--- START Data lines ---
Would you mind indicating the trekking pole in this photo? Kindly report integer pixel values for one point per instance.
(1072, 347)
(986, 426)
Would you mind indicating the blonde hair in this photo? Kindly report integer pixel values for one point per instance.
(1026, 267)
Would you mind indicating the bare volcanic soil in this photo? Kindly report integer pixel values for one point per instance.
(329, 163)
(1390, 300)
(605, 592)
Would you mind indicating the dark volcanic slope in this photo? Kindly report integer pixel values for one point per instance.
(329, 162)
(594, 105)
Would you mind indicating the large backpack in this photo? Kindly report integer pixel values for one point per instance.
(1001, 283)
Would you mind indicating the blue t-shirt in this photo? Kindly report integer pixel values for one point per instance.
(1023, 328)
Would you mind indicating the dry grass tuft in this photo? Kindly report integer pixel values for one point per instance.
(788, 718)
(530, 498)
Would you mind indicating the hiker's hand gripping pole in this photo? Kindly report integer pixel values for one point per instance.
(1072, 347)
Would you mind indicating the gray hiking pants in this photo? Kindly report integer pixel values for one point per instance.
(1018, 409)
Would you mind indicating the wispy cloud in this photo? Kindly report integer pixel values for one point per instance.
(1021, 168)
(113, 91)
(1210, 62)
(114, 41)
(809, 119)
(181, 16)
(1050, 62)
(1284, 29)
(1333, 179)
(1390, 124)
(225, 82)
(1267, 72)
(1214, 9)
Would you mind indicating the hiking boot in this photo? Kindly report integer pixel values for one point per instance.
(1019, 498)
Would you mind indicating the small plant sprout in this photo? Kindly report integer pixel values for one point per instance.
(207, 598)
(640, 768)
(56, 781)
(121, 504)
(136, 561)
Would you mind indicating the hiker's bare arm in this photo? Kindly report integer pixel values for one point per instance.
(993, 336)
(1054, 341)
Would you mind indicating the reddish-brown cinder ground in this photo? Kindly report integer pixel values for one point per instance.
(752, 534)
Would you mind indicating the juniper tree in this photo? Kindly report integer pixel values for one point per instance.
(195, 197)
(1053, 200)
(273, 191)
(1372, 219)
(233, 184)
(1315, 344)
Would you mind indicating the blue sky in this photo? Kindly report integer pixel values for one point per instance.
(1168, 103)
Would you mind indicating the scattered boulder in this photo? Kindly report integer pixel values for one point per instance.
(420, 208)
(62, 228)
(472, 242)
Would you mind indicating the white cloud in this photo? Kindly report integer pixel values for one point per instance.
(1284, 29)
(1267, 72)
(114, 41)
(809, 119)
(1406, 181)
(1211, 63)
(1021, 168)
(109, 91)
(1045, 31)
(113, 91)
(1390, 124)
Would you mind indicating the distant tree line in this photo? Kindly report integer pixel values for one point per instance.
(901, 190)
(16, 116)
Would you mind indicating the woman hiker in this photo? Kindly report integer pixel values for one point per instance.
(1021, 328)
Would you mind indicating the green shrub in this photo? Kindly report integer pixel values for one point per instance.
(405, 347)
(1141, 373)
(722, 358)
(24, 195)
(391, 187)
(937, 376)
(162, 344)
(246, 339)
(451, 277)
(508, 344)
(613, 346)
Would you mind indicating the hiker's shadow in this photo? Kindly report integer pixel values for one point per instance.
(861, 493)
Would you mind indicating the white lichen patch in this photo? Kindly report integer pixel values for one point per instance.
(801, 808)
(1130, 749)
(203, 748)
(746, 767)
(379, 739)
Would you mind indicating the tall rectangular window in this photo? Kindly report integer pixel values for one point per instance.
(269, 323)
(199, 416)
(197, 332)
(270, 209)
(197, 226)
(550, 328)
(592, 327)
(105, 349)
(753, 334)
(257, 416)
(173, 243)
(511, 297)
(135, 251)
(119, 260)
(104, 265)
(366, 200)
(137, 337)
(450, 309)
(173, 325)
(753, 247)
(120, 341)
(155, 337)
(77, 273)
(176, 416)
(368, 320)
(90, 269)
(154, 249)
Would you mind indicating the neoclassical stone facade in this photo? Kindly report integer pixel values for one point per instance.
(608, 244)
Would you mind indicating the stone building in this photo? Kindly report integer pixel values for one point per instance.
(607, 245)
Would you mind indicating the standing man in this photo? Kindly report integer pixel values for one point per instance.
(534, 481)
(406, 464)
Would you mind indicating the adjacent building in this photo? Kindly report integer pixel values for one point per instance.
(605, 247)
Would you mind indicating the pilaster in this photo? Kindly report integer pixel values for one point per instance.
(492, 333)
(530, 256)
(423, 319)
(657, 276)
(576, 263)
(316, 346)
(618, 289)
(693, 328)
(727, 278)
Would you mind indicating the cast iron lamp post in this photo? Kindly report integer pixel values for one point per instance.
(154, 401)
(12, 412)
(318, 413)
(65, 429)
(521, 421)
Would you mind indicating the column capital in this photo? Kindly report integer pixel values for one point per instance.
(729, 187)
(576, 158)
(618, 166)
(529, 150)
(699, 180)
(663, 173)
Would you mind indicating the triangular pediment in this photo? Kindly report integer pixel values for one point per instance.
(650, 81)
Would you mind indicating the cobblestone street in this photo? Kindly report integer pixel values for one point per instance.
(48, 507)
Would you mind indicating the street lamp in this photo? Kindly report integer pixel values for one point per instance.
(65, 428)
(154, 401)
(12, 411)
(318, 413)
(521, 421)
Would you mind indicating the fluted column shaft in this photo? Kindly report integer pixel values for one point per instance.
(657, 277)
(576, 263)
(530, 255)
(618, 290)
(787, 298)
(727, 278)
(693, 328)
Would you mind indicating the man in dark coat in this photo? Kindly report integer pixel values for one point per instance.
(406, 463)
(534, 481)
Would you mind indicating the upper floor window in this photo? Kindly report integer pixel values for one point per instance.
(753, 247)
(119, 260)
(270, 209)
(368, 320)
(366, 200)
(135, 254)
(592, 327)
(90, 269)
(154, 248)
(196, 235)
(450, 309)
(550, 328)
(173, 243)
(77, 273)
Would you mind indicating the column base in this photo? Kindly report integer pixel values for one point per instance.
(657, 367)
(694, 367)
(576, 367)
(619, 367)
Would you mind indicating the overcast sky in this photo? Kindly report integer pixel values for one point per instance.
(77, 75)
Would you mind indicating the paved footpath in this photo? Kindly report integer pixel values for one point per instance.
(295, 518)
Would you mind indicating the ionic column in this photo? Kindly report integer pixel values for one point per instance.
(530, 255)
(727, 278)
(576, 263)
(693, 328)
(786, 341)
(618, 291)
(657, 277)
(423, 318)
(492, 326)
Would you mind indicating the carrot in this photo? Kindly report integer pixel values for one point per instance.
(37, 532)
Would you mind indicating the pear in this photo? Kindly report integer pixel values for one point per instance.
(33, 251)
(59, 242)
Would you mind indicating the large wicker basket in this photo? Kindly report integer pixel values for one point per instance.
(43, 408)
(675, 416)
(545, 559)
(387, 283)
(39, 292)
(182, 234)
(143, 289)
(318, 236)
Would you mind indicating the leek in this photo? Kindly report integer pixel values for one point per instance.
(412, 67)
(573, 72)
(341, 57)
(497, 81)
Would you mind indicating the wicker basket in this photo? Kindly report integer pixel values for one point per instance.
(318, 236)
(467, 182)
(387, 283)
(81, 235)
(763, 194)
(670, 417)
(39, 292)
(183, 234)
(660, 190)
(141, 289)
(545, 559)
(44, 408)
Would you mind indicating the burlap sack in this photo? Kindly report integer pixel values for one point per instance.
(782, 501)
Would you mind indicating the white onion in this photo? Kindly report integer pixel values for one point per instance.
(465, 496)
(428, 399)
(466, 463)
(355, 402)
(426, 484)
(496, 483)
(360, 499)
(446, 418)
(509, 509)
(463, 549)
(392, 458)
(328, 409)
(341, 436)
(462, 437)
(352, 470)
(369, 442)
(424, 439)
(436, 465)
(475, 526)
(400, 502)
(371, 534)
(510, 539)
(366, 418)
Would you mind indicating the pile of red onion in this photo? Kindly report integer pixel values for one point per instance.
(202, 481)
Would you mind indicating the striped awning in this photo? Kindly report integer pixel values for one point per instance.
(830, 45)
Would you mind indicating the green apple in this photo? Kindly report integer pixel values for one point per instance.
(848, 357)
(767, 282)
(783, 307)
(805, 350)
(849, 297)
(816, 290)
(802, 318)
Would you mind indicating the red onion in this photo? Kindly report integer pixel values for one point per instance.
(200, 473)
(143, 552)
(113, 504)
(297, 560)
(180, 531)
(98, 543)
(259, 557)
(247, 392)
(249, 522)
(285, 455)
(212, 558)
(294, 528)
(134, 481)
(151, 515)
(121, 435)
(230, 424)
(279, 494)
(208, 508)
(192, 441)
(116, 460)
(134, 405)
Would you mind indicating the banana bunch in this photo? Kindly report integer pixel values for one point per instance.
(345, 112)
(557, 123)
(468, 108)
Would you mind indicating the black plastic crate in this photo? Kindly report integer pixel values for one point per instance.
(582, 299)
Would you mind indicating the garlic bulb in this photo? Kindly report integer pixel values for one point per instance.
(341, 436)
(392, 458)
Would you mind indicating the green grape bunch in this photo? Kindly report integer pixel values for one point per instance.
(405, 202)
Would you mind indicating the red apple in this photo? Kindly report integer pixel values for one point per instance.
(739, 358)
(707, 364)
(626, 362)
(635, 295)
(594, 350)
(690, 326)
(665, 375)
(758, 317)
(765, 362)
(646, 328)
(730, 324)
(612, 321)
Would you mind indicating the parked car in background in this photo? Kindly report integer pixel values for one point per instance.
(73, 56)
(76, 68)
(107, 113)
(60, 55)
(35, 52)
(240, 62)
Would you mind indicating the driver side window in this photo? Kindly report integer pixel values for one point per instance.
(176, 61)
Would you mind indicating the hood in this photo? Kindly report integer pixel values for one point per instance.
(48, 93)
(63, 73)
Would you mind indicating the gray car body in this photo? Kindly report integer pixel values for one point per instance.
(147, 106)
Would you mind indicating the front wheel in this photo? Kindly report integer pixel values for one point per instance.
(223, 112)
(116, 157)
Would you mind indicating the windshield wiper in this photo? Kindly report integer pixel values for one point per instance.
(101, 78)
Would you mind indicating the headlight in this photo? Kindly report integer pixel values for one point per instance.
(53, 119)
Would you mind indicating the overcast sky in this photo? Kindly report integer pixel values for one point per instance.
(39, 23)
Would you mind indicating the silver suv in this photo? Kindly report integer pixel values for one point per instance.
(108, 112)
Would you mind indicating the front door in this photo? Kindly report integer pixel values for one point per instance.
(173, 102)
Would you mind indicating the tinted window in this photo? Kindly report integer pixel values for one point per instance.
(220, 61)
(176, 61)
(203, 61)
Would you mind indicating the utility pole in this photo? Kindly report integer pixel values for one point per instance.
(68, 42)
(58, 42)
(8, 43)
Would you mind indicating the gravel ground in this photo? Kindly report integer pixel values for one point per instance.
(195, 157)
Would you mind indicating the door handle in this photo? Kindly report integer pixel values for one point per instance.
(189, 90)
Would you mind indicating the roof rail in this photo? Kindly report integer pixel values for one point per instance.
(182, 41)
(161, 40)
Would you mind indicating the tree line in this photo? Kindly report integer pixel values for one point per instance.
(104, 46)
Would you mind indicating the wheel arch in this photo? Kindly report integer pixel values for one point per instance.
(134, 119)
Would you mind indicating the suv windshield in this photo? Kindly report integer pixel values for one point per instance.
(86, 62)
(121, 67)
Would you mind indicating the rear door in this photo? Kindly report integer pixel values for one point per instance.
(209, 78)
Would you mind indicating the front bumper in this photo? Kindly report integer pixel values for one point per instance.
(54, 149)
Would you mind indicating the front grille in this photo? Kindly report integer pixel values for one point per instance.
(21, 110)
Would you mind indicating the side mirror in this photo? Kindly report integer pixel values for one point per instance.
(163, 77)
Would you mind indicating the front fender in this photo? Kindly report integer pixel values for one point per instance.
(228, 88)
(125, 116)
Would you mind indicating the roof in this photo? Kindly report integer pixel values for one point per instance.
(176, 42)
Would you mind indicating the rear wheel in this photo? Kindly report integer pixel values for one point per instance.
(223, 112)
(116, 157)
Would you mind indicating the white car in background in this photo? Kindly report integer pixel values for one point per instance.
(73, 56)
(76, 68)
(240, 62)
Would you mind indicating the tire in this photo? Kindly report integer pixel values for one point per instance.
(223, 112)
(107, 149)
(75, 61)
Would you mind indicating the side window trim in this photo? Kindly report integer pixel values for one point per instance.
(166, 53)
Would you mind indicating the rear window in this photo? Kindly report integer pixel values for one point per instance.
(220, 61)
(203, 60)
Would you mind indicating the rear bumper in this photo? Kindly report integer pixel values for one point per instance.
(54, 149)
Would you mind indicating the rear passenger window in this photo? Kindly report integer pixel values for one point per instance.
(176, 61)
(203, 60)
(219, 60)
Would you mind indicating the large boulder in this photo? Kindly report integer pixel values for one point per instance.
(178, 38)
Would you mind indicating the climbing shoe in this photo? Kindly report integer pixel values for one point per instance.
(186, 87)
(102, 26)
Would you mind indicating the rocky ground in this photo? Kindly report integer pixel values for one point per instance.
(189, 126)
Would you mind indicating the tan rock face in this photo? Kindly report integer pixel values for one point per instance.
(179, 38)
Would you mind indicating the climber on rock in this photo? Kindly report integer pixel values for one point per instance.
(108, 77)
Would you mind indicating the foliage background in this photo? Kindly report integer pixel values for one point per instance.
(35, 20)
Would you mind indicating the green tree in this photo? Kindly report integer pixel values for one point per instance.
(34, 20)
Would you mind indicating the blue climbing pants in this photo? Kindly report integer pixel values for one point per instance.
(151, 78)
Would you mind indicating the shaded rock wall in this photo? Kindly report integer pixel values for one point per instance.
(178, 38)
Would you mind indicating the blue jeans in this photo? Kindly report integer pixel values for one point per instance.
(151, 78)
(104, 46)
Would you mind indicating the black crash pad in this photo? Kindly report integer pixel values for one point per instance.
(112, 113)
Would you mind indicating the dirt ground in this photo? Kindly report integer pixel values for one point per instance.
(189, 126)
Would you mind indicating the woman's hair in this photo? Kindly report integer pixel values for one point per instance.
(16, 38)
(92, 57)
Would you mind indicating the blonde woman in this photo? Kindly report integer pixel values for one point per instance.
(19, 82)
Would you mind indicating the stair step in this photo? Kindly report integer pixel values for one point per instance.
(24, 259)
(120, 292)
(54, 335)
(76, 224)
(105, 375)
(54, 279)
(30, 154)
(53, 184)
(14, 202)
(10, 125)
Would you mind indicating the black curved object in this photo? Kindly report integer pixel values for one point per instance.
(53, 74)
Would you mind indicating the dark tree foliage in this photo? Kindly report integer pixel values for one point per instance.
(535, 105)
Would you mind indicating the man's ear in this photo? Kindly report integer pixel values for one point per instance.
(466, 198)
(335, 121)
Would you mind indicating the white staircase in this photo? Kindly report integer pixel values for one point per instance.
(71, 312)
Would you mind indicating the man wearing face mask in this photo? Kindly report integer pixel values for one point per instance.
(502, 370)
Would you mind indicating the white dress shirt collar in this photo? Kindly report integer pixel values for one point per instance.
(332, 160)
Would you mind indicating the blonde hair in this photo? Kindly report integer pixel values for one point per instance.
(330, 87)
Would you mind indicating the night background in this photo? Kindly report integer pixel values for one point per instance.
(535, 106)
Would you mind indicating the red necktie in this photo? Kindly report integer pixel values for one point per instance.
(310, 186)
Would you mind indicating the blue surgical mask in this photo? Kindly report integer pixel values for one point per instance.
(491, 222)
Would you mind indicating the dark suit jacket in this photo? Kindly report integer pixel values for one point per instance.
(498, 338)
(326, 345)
--- END Data lines ---
→ **Problem to solve**:
Rewrite the part of the data that opens with the line containing "Would you mind indicating the white staircase" and runs through the end of the data, changing "necktie" to "tie" and keeping everything else the same.

→ **Task response**:
Would you mind indicating the white staircase in this photo? Kindly report integer pixel values for one point per instance.
(71, 312)
Would you mind indicating the man wearing face mask in this photo? Kindly report integer pixel values for one point per instance.
(502, 370)
Would you mind indicating the white dress shirt collar in this photo? Kindly report integer pixel values for one point per instance.
(332, 160)
Would you mind indicating the blonde hair in this photo? Kindly report integer pixel values for one point per instance.
(330, 87)
Would you mind indicating the night background in this photo? Kindly report integer pixel values for one point per instance.
(535, 106)
Would you mind indicating the red tie in this photo? Kindly report integer pixel values for one point per instance.
(310, 186)
Would you mind indicating the blue surgical mask in this photo? Kindly report integer pixel values for one point per instance.
(491, 222)
Would you mind indicating the dark suit jacket in this photo? Kindly report integer pixel values for one point per instance.
(498, 338)
(326, 345)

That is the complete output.